_Work instructions_
Please retype the entries below exactly as they are written.

>>

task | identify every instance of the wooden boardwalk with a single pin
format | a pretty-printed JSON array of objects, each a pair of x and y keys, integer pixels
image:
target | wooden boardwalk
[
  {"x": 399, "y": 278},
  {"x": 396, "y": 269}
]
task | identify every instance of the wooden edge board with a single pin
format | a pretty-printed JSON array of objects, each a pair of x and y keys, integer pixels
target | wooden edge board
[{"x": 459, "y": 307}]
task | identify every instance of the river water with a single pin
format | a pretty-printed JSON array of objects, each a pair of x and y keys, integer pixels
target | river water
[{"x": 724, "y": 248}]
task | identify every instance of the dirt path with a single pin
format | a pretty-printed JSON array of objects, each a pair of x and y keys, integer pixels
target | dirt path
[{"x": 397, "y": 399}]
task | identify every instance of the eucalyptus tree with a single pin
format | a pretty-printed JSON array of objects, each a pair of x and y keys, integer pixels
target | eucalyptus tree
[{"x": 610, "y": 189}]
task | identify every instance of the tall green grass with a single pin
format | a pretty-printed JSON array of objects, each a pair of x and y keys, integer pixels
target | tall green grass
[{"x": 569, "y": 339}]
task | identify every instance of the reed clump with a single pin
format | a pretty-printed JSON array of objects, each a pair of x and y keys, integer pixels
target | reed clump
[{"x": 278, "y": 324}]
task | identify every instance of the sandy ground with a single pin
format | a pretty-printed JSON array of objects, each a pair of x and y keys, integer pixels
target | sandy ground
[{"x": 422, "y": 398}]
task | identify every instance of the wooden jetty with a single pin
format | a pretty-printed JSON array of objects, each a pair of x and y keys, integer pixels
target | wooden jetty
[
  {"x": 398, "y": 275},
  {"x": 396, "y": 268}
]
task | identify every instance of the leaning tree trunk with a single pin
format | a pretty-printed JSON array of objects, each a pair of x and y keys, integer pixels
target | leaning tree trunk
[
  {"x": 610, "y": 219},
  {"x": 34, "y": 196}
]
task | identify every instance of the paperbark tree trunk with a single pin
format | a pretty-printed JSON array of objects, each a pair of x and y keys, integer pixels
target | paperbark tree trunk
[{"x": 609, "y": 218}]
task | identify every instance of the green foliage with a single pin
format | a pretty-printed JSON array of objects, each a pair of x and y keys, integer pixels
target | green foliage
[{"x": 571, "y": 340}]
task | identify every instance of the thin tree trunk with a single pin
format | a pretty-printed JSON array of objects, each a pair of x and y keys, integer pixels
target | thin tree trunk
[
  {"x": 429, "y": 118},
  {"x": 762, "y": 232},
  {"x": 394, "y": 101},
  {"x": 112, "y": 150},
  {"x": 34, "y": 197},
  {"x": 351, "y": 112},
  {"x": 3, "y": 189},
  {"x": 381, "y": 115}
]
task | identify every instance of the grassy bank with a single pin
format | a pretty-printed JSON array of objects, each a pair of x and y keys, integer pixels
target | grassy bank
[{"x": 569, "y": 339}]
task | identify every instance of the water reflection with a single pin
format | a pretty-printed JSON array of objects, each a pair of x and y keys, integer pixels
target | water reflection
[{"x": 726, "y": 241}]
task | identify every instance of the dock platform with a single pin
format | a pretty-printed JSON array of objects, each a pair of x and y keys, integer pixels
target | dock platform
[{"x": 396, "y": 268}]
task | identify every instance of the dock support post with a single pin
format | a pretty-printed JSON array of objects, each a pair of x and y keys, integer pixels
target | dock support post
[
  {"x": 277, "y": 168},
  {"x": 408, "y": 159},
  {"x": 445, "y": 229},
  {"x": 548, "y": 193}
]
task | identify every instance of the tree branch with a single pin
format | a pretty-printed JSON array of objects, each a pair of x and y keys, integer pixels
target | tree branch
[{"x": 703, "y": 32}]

<<

_Exercise output_
task | identify every instance of the wooden boardwalk with a single pin
format | a pretty-printed JSON array of objects, each a pair of x and y keys, integer pixels
image:
target | wooden boardwalk
[
  {"x": 399, "y": 278},
  {"x": 396, "y": 269}
]
task | identify every instance of the wooden edge board with a single pin
format | a pretty-printed JSON array of objects, each a pair of x and y keys, integer pixels
target | wooden edge board
[{"x": 459, "y": 307}]
task | identify every instance of the river water with a single pin
format | a pretty-printed JSON array of objects, each a pair of x and y keys, integer pixels
target | river water
[{"x": 724, "y": 248}]
task | identify every instance of the dirt path with a single pin
format | a pretty-printed JSON array of objects, each a pair of x and y keys, integer pixels
target | dirt path
[{"x": 397, "y": 399}]
task | identify every instance of the eucalyptus tree with a single pin
format | a pretty-printed JSON array of objects, each a pair of x and y keys, integer pixels
target | eucalyptus tree
[{"x": 610, "y": 189}]
task | identify every instance of the tall green grass with a single pin
format | a pretty-printed JSON array of objects, each a pair of x and y keys, integer pixels
target | tall green grass
[{"x": 569, "y": 339}]
task | identify every instance of the reed clump with a single pin
format | a pretty-printed JSON array of objects, each a pair of x and y keys, integer pixels
target | reed clump
[{"x": 278, "y": 324}]
task | identify every instance of the sandy ground with a single pin
format | a pretty-printed JSON array of objects, each a pair of x and y keys, integer pixels
target | sandy ground
[{"x": 422, "y": 398}]
task | identify every instance of the wooden jetty with a single pin
format | a pretty-printed JSON array of objects, each a pair of x and y keys, integer pixels
target | wooden jetty
[
  {"x": 398, "y": 275},
  {"x": 396, "y": 268}
]
task | identify every instance of the leaning tree trunk with a single pin
format | a pretty-printed JSON array of objects, each a pair of x and y keys, integer pixels
target | leaning tree trunk
[
  {"x": 610, "y": 219},
  {"x": 34, "y": 196}
]
task | identify every instance of the paperbark tree trunk with a single pin
format | a pretty-printed JSON array of objects, each a pair of x and y keys, integer pixels
target | paperbark tree trunk
[{"x": 609, "y": 218}]
task | identify every instance of the green foliage with a single pin
format | a pretty-printed JSON array of objects, each a pair of x and y keys, integer pixels
target | green foliage
[{"x": 571, "y": 340}]
task | identify every instance of the thin tree trunk with a single pin
format | a pretty-printed JSON array of objects, each a pair of x and y keys, integer pixels
target | thin tree trunk
[
  {"x": 429, "y": 118},
  {"x": 762, "y": 232},
  {"x": 394, "y": 101},
  {"x": 112, "y": 150},
  {"x": 34, "y": 197},
  {"x": 351, "y": 112},
  {"x": 3, "y": 189},
  {"x": 381, "y": 115}
]
task | identify every instance of the grassy bank with a single pin
format | a pretty-printed JSON array of objects, each a pair of x and y keys, integer pixels
target | grassy bank
[{"x": 569, "y": 339}]
task | identify every instance of the water reflection with a single pin
format | a pretty-printed JSON array of objects, each a pair of x and y keys, integer pixels
target | water reflection
[{"x": 726, "y": 241}]
task | identify every instance of the dock platform with a single pin
format | a pretty-printed JSON array of objects, each a pair of x and y keys, integer pixels
target | dock platform
[{"x": 396, "y": 268}]
task | identify every instance of the dock support post with a single pin
format | a pretty-printed JSON array of objects, each a pair of x and y keys, integer pixels
target | dock support post
[
  {"x": 277, "y": 168},
  {"x": 408, "y": 159},
  {"x": 445, "y": 229},
  {"x": 548, "y": 193}
]
task | identify every instance of the tree branch with a single pin
format | a pretty-printed JSON array of objects, each a pair of x and y keys, integer pixels
target | tree branch
[{"x": 703, "y": 32}]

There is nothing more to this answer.